• [Texto de lectura]:
● ● ● ●
Por Serena Sottile
serenasottile@elpsicoanalìtico.com.ar
Nos subjetivamos en una lengua, nos sumergimos en ella, en su música en sus canciones, en su gestualidad. No es lo mismo en italiano que en esloveno. Sabemos que, con la leche materna, en ese encuentro de cuerpos y miradas, se transmite un pedazo de cultura.
La carne se aviva con la palabra y así nos humanizamos. Ya no hace falta probar que bebés bien alimentados y con todo lo necesario para la subsistencia pueden perderse en estados alucinatorios de la mente, o incluso morir si no reciben esa llamita que enciende la vida en cada uno de nosotrxs, eso que el psicoanálisis nombra como “libidinización”. Se trata de una donación que solo puede ser hecha por un ser que respira e inviste al infans con amor, cuidados y la locura necesaria para convertirlo en His Majesty the Baby. Ese estado de enamoramiento que permite que una madre “traduzca” a su bebé y al bebé le facilita el juego de identificaciones, con el tiempo se dejará atrás-en el mejor de los casos- para hacer lugar al advenimiento de ese otro en su diferencia.
Es a través de la familia (tenga la forma que tenga) que se introduce una continuidad entre una generación y otra. Y eso acontece a través de la o las lenguas maternas (se puede tener más de una). Cuando nos bañamos en ella(s) quedamos prendidos a la cultura en que nacemos y gracias a eso podremos jugar, soñar, y sentirla(s) en el cuerpo como se siente una música. Así es que somos narrados por ellas, nos sujetan y nos abren uno o más mundos.
Una lengua es una institución, una convención y a la vez es algo vivo, se mueve. Aunque, como señala Barbara Cassin en Más de una lengua, no es un logos, ni tampoco es la suma de todos sus vocablos. Una lengua es sus autores y sus obras, su historia.
● ● ● ●
• [Tarea 1]: En el texto sobre la lengua materna, ¿qué nombre le da el psicoanálisis a la llamita que enciende la vida en cada uno?
● ● ● ●
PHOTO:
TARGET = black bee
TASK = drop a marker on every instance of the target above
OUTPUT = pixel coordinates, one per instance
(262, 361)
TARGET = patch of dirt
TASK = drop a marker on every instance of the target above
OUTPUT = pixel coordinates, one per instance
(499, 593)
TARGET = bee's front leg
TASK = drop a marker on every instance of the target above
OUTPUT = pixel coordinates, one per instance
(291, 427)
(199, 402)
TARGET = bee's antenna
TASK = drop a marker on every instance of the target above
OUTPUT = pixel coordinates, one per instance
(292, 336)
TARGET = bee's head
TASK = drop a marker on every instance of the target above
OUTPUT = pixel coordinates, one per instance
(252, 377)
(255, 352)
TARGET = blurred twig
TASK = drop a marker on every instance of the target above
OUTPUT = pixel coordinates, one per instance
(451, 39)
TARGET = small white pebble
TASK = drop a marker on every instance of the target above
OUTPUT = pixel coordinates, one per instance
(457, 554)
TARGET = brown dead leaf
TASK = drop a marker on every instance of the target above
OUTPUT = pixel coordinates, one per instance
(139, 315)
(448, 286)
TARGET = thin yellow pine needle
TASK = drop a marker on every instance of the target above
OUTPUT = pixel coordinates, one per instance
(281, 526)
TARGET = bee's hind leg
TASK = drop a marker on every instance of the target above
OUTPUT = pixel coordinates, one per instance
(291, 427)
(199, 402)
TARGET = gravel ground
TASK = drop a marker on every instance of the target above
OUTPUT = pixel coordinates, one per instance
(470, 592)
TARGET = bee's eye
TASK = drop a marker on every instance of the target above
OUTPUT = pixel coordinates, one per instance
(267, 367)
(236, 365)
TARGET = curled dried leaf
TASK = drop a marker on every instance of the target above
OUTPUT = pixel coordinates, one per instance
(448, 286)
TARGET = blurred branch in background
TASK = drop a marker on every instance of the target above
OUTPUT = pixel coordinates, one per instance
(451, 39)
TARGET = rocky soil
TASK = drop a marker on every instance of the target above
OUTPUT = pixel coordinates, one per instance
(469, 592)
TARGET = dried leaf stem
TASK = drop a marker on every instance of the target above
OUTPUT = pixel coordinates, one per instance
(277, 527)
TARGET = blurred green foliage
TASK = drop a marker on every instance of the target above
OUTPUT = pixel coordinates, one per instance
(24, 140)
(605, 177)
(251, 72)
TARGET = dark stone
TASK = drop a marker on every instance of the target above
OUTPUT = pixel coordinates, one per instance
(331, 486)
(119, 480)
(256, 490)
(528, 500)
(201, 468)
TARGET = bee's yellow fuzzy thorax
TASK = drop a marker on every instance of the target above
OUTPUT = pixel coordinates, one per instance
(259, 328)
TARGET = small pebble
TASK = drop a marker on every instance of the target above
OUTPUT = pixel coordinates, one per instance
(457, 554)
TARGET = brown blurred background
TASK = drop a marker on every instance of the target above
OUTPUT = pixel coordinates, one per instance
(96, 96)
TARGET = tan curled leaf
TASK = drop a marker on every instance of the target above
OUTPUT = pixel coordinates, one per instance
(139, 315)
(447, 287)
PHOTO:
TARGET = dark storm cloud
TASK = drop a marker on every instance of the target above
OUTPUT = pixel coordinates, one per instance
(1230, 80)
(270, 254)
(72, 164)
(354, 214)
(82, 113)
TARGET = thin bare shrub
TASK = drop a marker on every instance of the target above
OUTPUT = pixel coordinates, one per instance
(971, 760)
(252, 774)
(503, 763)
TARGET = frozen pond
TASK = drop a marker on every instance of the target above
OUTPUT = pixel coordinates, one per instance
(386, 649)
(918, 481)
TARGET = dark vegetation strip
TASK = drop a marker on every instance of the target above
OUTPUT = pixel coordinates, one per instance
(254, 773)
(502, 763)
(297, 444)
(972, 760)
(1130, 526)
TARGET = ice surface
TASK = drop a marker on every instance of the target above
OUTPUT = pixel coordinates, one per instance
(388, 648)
● ● ● ●
• [Tarea 2]: Devuelve todas las líneas del listado en las que aparezca la palabra "blurred".

• [Respuesta completa 1]: La nombra “libidinización”.

• [Respuesta completa 2]:
TARGET = blurred twig
TARGET = blurred branch in background
TARGET = blurred green foliage
TARGET = brown blurred background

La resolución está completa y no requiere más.